Warning: anyone looking for the short of it, scroll to the bottom for the stats. This is not really a report of a race run, but of a journey taken. It is the story of a half-baked promise of a naive girl that became a dream fulfilled by a woman. A marathon 18 years in the making. As such, it'll be long: grab a cup of coffee and a snack.

11/86: my best friend Joe and I stand in the streets of Brooklyn to cheer on his brother's girlfriend as she runs NYCM. We drunkenly laugh at all the stupid people running why? for how long? WHY? I say, "Damn, that's dumb. But we can do that. How hard can that be?" We vow to run it before Joe turns 30.

12/88: Joe is diagnosed with AIDS. He reminds me of that wacky promise, and says he will now cheer me on as I run NYCM alone. I am now obligated to do this race. I promise to do it by the time he turns 30.

01/92: Joe calls me, sounding weak and weary. We reminisce about times past. He reminds me of that wacky promise. I laugh. He dies the next day, 2 months shy of his 30th birthday.

10/00: I turn 30, and remember my promise. I give myself another 10 years and hope I live that long.

10/01: I turn 31, and sense something missing in my life. I begin my quest to find it.

02/02: At a family dinner party my brothers and I try to best each other. I blurt out "In the next 2 years I will run a marathon, and one day I will run New York." My entire family, including my husband and mother, laugh so hard they cry and/or fall off their chairs.

05/02: After a few false starts, I begin the C25K program.

07/02: I run my first 3 miles nonstop; first time since high school.

09/02: I run my first race, a 5K. I think I'm going to die through the whole thing, but am amazed I finished. The next week I run my first half marathon, one of the most awful experiences of my life. I fall in a pothole at mile 3 and cross the finish line broken, bloody, defeated, and bawling my eyes out. Yet strangely I want to come back for more.

12/02: I join the NYRRC.

02/03: I run my first qualifying race with the NYRRC. 3 weeks later, I begin to see an athletically competitive side of me I didn't know existed.

· · · · ·

Repeat the part of the marathon story that opens with the words containing "05/02: After a" and closes with "join the NYRRC.". The records have no connection to the marathon story.

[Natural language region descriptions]
· · · · ·

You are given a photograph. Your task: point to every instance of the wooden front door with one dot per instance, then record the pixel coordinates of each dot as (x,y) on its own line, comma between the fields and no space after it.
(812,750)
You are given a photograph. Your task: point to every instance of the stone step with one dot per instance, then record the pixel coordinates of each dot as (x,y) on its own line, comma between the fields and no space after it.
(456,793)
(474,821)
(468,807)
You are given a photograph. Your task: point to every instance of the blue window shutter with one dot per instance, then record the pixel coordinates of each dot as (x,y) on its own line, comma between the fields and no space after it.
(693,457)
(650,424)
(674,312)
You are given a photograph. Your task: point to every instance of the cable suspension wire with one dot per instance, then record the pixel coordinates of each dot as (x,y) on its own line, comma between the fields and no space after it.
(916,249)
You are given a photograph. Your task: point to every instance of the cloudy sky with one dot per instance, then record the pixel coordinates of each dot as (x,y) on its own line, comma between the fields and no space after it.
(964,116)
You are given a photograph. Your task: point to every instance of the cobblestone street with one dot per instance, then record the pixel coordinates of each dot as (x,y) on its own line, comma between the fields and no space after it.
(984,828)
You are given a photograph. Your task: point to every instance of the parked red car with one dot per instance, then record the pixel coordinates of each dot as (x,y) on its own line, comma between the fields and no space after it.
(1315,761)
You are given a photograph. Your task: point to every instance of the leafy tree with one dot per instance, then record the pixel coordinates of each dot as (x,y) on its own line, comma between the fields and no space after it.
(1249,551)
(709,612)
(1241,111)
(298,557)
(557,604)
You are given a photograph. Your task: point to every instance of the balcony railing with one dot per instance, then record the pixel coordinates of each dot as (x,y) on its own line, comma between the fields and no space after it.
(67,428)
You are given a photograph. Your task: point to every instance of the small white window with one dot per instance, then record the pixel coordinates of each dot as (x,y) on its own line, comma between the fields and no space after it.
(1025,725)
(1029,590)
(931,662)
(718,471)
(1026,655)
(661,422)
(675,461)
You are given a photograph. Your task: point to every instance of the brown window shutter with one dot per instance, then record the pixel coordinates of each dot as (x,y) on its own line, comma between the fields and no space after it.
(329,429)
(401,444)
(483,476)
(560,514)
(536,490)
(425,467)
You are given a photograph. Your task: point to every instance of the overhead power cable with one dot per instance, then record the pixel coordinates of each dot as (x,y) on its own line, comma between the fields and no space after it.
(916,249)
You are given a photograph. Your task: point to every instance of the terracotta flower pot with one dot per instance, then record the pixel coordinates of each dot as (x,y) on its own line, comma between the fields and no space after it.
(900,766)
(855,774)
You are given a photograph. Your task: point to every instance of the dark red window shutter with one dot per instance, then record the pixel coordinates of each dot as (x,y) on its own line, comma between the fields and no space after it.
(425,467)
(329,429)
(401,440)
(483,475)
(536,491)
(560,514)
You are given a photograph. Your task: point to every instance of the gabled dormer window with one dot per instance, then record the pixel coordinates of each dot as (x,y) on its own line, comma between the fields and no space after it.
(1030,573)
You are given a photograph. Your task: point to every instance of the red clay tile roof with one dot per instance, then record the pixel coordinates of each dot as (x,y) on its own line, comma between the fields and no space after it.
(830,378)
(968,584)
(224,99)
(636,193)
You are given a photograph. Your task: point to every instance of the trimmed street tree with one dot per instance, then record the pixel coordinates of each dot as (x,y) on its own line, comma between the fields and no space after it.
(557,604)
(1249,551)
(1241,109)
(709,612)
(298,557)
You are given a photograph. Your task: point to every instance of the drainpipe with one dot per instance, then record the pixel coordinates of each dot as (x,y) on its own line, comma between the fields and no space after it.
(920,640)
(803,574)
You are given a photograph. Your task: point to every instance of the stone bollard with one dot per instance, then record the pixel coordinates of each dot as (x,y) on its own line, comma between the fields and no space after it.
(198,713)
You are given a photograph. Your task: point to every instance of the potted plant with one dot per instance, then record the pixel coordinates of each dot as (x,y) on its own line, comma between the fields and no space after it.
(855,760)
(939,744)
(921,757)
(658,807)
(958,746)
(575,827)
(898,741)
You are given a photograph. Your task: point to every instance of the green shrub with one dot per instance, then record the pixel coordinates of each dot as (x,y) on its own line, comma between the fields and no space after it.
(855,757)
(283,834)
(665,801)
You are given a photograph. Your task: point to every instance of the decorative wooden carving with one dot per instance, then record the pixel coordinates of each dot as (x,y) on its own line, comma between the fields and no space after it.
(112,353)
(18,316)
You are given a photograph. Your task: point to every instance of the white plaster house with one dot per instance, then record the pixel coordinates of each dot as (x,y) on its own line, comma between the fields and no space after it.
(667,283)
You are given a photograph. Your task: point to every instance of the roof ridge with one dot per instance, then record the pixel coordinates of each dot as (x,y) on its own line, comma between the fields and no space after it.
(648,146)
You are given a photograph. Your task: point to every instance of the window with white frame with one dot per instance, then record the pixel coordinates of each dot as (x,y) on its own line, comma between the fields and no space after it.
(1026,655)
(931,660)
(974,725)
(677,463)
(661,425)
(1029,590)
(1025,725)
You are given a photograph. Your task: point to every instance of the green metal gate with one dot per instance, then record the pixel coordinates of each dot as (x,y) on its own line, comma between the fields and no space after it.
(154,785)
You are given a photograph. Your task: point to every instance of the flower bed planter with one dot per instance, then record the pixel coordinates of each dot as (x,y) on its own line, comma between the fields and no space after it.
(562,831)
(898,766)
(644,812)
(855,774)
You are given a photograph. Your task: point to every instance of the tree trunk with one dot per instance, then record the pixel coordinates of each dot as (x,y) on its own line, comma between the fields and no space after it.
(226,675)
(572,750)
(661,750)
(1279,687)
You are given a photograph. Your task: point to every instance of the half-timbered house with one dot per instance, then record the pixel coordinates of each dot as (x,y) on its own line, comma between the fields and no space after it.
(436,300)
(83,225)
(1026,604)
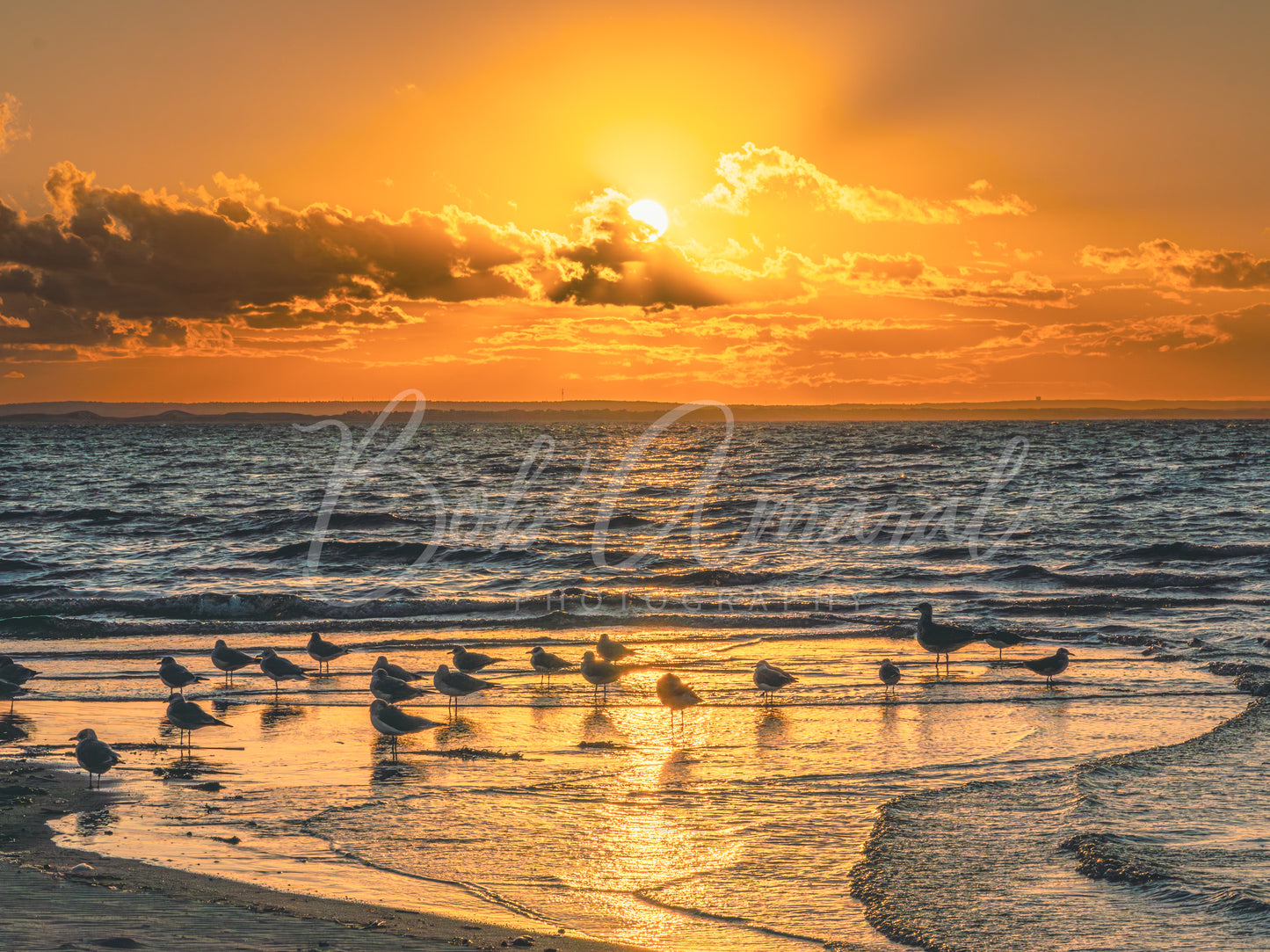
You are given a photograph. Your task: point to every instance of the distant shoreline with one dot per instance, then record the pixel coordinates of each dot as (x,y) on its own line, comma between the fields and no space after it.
(76,412)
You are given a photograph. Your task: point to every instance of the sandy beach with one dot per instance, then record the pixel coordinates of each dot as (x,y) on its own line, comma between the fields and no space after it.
(128,904)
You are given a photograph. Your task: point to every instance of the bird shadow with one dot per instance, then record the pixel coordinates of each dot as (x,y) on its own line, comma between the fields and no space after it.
(13,727)
(459,730)
(94,821)
(773,727)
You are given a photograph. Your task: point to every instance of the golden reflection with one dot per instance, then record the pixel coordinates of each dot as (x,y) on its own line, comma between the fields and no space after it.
(274,717)
(459,731)
(599,726)
(391,772)
(773,727)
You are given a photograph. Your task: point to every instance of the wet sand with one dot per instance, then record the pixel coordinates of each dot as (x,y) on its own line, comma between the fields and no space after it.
(127,904)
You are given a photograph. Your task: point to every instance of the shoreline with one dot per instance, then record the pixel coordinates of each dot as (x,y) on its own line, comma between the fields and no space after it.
(123,903)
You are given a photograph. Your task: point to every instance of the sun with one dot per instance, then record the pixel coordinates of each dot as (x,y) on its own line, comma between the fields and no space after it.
(652,216)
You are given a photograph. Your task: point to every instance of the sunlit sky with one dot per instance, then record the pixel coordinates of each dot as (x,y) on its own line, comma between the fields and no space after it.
(867,202)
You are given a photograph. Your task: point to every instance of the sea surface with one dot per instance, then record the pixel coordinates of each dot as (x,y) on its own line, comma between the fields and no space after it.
(1123,807)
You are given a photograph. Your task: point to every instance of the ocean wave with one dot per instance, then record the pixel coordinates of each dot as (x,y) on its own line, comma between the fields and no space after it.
(75,515)
(950,868)
(1193,552)
(1113,580)
(19,566)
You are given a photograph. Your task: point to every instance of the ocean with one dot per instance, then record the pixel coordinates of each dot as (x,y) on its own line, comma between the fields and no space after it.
(1121,809)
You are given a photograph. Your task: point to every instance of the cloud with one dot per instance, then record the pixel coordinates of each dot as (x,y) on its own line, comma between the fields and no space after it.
(113,268)
(116,273)
(1173,265)
(117,268)
(775,173)
(9,130)
(608,264)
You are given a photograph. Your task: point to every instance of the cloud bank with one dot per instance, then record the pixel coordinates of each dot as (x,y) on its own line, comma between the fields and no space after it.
(1172,265)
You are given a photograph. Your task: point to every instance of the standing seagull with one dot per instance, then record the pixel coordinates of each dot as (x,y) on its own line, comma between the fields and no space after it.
(393,723)
(1050,667)
(941,640)
(11,690)
(599,672)
(94,755)
(177,676)
(279,669)
(768,679)
(323,651)
(13,672)
(470,661)
(187,717)
(1001,641)
(676,694)
(889,675)
(388,687)
(610,650)
(456,684)
(382,664)
(230,660)
(548,664)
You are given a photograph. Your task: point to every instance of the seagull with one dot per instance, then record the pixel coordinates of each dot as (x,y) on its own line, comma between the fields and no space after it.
(393,723)
(279,670)
(610,650)
(187,717)
(941,640)
(177,676)
(230,660)
(1001,641)
(889,675)
(323,651)
(1050,666)
(768,678)
(468,661)
(388,687)
(548,664)
(599,672)
(11,690)
(456,684)
(94,755)
(381,664)
(13,672)
(676,694)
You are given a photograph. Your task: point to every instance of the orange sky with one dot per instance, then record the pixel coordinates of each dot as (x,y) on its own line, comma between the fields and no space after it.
(933,201)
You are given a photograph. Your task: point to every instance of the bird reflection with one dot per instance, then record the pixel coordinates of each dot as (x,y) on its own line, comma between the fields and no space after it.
(274,717)
(460,730)
(187,768)
(597,726)
(773,729)
(676,769)
(391,773)
(13,727)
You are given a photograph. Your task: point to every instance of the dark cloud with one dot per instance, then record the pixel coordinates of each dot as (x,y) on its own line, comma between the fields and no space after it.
(116,268)
(1178,267)
(611,265)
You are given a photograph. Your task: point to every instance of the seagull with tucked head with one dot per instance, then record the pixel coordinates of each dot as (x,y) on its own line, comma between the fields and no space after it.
(1049,667)
(94,755)
(940,638)
(230,660)
(177,676)
(548,664)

· · · · ·

▶ **WRITTEN ANSWER**:
05/02: After a few false starts, I begin the C25K program.

07/02: I run my first 3 miles nonstop; first time since high school.

09/02: I run my first race, a 5K. I think I'm going to die through the whole thing, but am amazed I finished. The next week I run my first half marathon, one of the most awful experiences of my life. I fall in a pothole at mile 3 and cross the finish line broken, bloody, defeated, and bawling my eyes out. Yet strangely I want to come back for more.

12/02: I join the NYRRC.